SET PROBLEM
Could you write out the entries again, starting at the line containing "protesters is in this frame." and ending at the line containing "150,171,172,189", keeping every line and shifting each bounding-box coordinate up by 57?

## Start

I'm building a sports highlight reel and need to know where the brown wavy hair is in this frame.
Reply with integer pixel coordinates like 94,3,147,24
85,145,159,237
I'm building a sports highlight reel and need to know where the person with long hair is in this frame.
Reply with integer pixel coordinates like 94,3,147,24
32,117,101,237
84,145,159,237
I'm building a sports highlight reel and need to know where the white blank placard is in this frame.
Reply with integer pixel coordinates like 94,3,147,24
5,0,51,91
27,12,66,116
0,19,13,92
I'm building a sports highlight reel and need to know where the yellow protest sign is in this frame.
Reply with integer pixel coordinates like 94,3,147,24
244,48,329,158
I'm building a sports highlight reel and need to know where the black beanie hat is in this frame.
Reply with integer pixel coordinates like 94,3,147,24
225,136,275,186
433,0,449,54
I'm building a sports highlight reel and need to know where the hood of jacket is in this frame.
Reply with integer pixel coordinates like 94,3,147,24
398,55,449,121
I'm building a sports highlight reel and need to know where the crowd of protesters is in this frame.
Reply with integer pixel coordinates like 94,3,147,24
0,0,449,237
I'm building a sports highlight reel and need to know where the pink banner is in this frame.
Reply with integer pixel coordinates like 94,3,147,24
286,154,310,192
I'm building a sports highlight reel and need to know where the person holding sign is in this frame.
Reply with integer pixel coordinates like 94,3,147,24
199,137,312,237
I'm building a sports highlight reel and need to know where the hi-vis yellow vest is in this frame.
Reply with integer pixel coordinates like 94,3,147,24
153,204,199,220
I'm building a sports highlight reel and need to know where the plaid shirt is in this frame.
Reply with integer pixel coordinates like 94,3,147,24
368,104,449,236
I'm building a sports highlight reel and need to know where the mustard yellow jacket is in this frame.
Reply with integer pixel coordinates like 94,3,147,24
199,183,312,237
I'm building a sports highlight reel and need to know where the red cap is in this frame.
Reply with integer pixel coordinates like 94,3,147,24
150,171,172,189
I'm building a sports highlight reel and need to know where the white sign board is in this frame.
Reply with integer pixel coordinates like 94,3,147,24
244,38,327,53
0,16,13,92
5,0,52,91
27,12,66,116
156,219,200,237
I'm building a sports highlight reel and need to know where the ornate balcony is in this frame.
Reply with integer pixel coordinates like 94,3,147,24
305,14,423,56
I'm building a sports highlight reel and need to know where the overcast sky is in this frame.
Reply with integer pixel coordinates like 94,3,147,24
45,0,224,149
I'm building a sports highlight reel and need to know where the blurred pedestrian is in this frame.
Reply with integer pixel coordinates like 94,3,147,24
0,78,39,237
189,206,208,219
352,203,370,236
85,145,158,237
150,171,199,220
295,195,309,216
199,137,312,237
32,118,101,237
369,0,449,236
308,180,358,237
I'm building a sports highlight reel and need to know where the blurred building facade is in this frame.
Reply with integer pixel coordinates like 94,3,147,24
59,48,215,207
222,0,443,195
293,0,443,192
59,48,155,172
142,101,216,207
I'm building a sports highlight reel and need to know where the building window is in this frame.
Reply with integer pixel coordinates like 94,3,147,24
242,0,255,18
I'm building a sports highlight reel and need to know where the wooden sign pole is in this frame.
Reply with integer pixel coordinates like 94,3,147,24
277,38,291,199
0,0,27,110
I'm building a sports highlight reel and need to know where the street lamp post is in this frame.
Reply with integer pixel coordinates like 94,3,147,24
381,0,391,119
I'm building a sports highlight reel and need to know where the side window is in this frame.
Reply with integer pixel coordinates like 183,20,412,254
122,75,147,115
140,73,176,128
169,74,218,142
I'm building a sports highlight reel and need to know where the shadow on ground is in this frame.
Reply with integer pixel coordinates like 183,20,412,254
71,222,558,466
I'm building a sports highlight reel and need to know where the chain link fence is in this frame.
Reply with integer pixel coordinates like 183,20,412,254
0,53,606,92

## End

EXERCISE OUTPUT
I'm building a sports highlight reel and need to know where the crowd of protesters is in this frame.
Reply with integer pixel coordinates like 94,3,147,24
57,57,506,294
I'm building a sports highlight reel and need to know where the pink banner is in this frame.
Reply with integer pixel coordinates like 94,3,147,24
343,211,367,249
I'm building a sports highlight reel and need to know where the person holding sign is in this frame.
Reply with integer pixel coordinates like 94,3,147,24
256,194,369,294
I'm building a sports highlight reel and need to know where the hi-vis yellow vest is in this frame.
Reply with integer pixel coordinates like 94,3,147,24
210,261,256,277
I'm building a sports highlight reel and need to know where the plaid shirt is in this frame.
Reply with integer pixel coordinates like 94,3,147,24
425,161,506,293
I'm building a sports highlight reel and need to know where the mustard yellow jacket is in this frame.
Reply with integer pixel coordinates like 94,3,147,24
256,240,369,294
I'm building a sports highlight reel and need to know where the red cap is in this frame.
Reply with integer pixel coordinates like 94,3,147,24
207,228,229,246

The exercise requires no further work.